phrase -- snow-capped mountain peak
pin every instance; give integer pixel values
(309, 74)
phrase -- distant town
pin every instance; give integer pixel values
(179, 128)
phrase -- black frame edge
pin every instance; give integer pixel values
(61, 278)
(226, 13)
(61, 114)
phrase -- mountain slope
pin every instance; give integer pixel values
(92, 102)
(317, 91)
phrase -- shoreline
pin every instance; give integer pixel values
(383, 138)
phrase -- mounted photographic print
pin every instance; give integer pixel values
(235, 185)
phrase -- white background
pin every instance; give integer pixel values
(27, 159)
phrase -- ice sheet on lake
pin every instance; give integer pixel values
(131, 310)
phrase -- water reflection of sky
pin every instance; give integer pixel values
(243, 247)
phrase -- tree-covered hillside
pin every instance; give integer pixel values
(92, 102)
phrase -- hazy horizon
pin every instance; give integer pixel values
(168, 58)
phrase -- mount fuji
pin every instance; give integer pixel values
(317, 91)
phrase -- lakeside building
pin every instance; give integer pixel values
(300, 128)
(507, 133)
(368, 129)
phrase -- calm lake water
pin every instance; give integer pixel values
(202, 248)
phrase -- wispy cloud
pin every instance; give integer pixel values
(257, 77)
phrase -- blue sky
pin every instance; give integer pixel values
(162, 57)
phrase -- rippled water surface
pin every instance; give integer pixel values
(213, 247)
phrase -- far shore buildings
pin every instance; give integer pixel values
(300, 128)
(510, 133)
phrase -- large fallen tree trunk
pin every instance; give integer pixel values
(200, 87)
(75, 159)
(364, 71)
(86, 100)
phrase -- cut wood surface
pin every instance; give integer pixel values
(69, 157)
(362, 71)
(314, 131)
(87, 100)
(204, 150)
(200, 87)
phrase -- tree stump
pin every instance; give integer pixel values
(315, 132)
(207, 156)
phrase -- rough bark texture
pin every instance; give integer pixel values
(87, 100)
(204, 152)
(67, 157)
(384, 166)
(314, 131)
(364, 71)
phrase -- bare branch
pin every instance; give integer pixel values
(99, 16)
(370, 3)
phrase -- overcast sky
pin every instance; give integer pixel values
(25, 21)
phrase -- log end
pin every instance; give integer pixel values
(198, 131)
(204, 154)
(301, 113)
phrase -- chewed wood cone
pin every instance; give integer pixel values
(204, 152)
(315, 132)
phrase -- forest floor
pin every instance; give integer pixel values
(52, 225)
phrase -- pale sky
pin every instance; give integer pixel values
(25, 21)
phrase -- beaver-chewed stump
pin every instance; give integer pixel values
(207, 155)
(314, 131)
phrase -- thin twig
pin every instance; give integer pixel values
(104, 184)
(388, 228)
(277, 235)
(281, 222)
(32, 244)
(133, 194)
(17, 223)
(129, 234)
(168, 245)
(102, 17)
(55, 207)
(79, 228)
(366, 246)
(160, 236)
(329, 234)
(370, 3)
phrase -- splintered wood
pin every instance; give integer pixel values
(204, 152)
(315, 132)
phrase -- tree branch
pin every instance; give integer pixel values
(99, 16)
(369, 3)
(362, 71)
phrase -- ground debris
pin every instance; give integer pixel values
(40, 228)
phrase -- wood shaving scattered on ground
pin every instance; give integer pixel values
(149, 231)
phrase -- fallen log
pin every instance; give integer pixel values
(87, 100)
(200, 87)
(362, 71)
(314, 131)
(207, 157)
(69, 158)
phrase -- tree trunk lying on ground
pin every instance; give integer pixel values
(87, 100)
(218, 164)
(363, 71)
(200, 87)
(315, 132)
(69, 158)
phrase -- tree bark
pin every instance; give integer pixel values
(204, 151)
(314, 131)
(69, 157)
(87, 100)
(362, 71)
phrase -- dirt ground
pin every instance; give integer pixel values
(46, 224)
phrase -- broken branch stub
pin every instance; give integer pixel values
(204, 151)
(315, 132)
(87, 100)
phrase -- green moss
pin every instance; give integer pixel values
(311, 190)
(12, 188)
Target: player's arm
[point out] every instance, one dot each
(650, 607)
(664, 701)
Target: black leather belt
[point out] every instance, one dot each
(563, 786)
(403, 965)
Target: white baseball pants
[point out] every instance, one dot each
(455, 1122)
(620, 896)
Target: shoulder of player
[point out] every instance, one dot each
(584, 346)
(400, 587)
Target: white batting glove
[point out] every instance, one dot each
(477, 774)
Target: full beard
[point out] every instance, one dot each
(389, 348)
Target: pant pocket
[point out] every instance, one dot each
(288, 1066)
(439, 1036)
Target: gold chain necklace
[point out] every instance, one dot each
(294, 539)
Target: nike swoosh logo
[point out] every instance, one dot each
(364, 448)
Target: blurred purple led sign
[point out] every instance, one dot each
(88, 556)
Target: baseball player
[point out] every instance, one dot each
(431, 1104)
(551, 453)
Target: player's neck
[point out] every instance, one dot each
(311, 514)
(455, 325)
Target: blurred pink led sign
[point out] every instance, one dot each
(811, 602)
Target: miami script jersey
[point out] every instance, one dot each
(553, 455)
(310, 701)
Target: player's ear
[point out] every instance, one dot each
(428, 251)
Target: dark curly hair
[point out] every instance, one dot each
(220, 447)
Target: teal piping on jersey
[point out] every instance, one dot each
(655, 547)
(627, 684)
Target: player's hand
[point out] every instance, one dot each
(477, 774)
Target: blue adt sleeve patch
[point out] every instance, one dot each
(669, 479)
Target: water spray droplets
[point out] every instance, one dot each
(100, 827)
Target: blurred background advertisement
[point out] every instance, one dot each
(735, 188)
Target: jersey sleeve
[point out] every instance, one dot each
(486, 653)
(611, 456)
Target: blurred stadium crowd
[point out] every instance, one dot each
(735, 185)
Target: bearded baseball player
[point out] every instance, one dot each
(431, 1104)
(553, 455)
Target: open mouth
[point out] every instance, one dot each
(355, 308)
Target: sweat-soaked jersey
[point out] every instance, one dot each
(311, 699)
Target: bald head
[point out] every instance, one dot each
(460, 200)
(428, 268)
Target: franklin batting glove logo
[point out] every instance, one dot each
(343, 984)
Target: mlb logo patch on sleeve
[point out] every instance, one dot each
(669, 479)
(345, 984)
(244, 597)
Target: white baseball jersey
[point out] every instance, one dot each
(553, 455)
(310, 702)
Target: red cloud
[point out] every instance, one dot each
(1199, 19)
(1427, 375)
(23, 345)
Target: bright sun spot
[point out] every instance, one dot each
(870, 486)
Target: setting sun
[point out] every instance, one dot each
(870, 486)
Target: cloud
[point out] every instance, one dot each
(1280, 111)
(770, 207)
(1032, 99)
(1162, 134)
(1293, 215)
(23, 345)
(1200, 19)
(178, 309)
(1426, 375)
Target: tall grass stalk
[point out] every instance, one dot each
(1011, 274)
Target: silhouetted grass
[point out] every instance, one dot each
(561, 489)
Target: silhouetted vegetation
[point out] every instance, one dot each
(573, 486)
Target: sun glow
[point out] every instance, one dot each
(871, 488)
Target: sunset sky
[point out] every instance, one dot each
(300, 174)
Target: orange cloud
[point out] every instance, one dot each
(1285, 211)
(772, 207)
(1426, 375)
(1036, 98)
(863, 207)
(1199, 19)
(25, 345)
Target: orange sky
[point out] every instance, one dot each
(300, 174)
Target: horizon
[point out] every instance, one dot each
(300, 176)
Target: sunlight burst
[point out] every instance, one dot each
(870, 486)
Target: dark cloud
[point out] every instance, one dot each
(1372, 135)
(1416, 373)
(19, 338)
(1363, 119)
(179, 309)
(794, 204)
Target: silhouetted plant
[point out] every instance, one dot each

To be done: Go through the records above and set each one down exactly, please.

In response:
phrase -- snow-capped mountain peak
pin every instance; give integer pixel values
(309, 74)
phrase -- distant town
pin every instance; give integer pixel values
(179, 128)
phrase -- black frame edge
pin every instance; give integer pixel values
(61, 278)
(226, 13)
(61, 114)
phrase -- mountain slope
pin every instance; give integer pixel values
(92, 102)
(317, 91)
phrase -- shoreline
pin every instance; give integer pixel values
(383, 138)
phrase -- mounted photographic print
pin every instance; give integer pixel values
(235, 185)
phrase -- white background
pin every instance; give integer pixel values
(27, 159)
phrase -- ice sheet on lake
pin every instance; give integer pixel values
(131, 310)
phrase -- water reflection of sky
pin every instance; give integer pixel values
(243, 247)
phrase -- tree-covered hillside
pin every instance; give integer pixel values
(92, 102)
phrase -- hazy horizon
pin every instance; give integer pixel values
(168, 58)
phrase -- mount fuji
pin every instance; give integer pixel values
(317, 91)
phrase -- lakeside building
pin every instance; give integer pixel values
(300, 128)
(507, 133)
(368, 129)
phrase -- calm lake water
pin every instance; give integer pixel values
(202, 248)
phrase -- wispy cloud
pin every instance; give integer pixel values
(257, 77)
phrase -- blue sky
pin every instance; give integer pixel values
(162, 57)
phrase -- rippled water surface
pin every instance; give integer pixel values
(213, 247)
phrase -- far shore buildings
pin every instance; give integer pixel values
(300, 128)
(510, 133)
phrase -- large fallen tree trunk
pin every instance; give integer pixel values
(200, 87)
(75, 159)
(364, 71)
(86, 100)
phrase -- cut wood surface
pin every instance; give integer pixel values
(69, 157)
(362, 71)
(314, 131)
(87, 100)
(204, 150)
(200, 87)
phrase -- tree stump
pin every instance; give integer pixel values
(315, 132)
(207, 156)
phrase -- rough bark texture
pin every instance; give integer pixel values
(87, 100)
(204, 152)
(67, 157)
(384, 166)
(314, 131)
(364, 71)
phrase -- bare branch
pin every instance; give integer pixel values
(99, 16)
(370, 3)
phrase -- overcast sky
pin every instance; give integer pixel values
(25, 21)
phrase -- log end
pin every instance; give integer pixel values
(198, 131)
(204, 154)
(301, 113)
phrase -- chewed wood cone
pin every instance; give integer pixel values
(204, 152)
(315, 132)
phrase -- forest floor
pin every instance; give integer pixel values
(52, 225)
phrase -- pale sky
pin every instance; give integer pixel values
(25, 21)
phrase -- beaver-chewed stump
pin every instance; give integer pixel values
(207, 155)
(314, 131)
phrase -- thin twig
pin every instance; give integer pixel values
(104, 184)
(388, 228)
(277, 235)
(281, 222)
(32, 244)
(133, 194)
(17, 223)
(129, 234)
(168, 245)
(102, 17)
(55, 207)
(79, 228)
(366, 246)
(160, 236)
(329, 234)
(370, 3)
phrase -- splintered wood
pin every instance; give integer pixel values
(204, 152)
(315, 132)
phrase -- tree branch
pin every instance; give integer pixel values
(99, 16)
(369, 3)
(362, 71)
phrase -- ground debris
pin every instance; give integer pixel values
(40, 228)
phrase -- wood shaving scattered on ground
pin every instance; give integer pixel values
(149, 231)
phrase -- fallen log
pin every instance; give integer pixel values
(87, 100)
(200, 87)
(362, 71)
(314, 131)
(207, 157)
(69, 158)
phrase -- tree trunk lying on ground
pin every instance; give integer pixel values
(87, 100)
(218, 164)
(363, 71)
(200, 87)
(315, 132)
(69, 158)
phrase -- tree bark
pin every instance; give integer pixel values
(204, 151)
(314, 131)
(69, 157)
(87, 100)
(362, 71)
phrase -- dirt ground
pin every instance; give integer pixel values
(46, 224)
phrase -- broken branch stub
pin every instance; give integer pixel values
(204, 151)
(315, 132)
(87, 100)
phrase -- green moss
pin every instance; give integer pixel values
(311, 190)
(12, 188)
Target: player's arm
[point out] every instance, one dot each
(650, 607)
(664, 701)
Target: black leather belt
[point out] every instance, one dot each
(563, 786)
(403, 965)
Target: white baseball pants
[point out] every instance, one dot each
(455, 1122)
(620, 896)
Target: shoulder of player
[point out] every instance, one dot each
(584, 346)
(400, 587)
Target: white batting glove
[point out] every instance, one dot each
(477, 774)
Target: full beard
[point out] every instance, one dot each
(389, 348)
Target: pant pocket
[point out] every instance, one dot each
(288, 1066)
(439, 1036)
Target: gold chain necklace
[point out] every instance, one dot each
(294, 539)
Target: nike swoosh logo
[point out] every instance, one dot each
(364, 448)
Target: blurred purple led sign
[point out] every instance, one dot each
(88, 556)
Target: baseball player
[point out] every instance, one dot each
(431, 1104)
(551, 453)
Target: player's neck
[point out] every instance, one dot each
(311, 514)
(455, 325)
Target: blurred pink led sign
[point out] every instance, one dot each
(811, 602)
Target: miami script jersey
[point out] every instance, one dot each
(553, 455)
(310, 701)
Target: player's ear
[point out] every instance, one dot each
(428, 251)
Target: dark curly hair
[point out] every instance, one dot each
(220, 447)
Target: teal piping on jersey
[point out] every instance, one dot each
(655, 547)
(627, 684)
Target: player's hand
[point out] every instance, one dot each
(477, 774)
Target: blue adt sleeve patch
[point out] every instance, one dot each
(669, 479)
Target: water spray droplets
[point out] every instance, one dot each
(100, 827)
Target: blurred background advertisement
[point out] every instance, one dot each
(735, 188)
Target: jersey sleeve
[point out] every instance, one dot each
(486, 653)
(611, 456)
Target: blurred stadium crowd
[point out] every instance, one dot each
(735, 185)
Target: bearded baseball player
[point out] every instance, one dot each
(431, 1104)
(553, 455)
Target: open mouth
[point out] every instance, one dot each
(355, 308)
Target: sweat-soaked jersey
[point out] every instance, one dot each
(311, 699)
Target: bald head
[point out] every instance, one dot each
(460, 200)
(428, 268)
Target: franklin batting glove logo
[point out] every instance, one dot each
(343, 984)
Target: mlb logo patch on sleeve
[point out] every instance, one dot each
(669, 479)
(345, 984)
(244, 597)
Target: white baseball jersey
[point out] every instance, one dot each
(553, 455)
(310, 702)
Target: red cloud
[point out] every instance, one dot each
(1199, 19)
(1427, 375)
(23, 345)
Target: bright sun spot
[point out] every instance, one dot each
(870, 486)
Target: setting sun
[point out] every instance, one dot each
(870, 486)
Target: cloud
[point out] every instance, one dot each
(1280, 111)
(770, 207)
(1032, 99)
(1162, 134)
(1293, 215)
(23, 345)
(1200, 19)
(178, 309)
(1426, 375)
Target: tall grass stalk
[point out] every instance, one dot each
(1011, 274)
Target: silhouetted grass
[point out] every instance, one dot each
(561, 489)
Target: silhouetted vegetation
[point out] every instance, one dot each
(573, 486)
Target: sun glow
[point out] every instance, one dot each
(871, 488)
Target: sunset sky
[point out] every instance, one dot each
(300, 174)
Target: orange cloud
[point out] every instance, one dot each
(1285, 211)
(772, 207)
(1426, 375)
(1036, 98)
(863, 207)
(1199, 19)
(25, 345)
Target: orange sky
[point out] every instance, one dot each
(300, 174)
Target: horizon
[point out] every instance, one dot each
(300, 176)
Target: sunlight burst
[point out] every instance, one dot each
(870, 486)
Target: dark cloud
[point out] every instance, one dot each
(1372, 135)
(1416, 373)
(19, 338)
(1363, 119)
(179, 309)
(794, 204)
Target: silhouetted plant
[point out] every instance, one dot each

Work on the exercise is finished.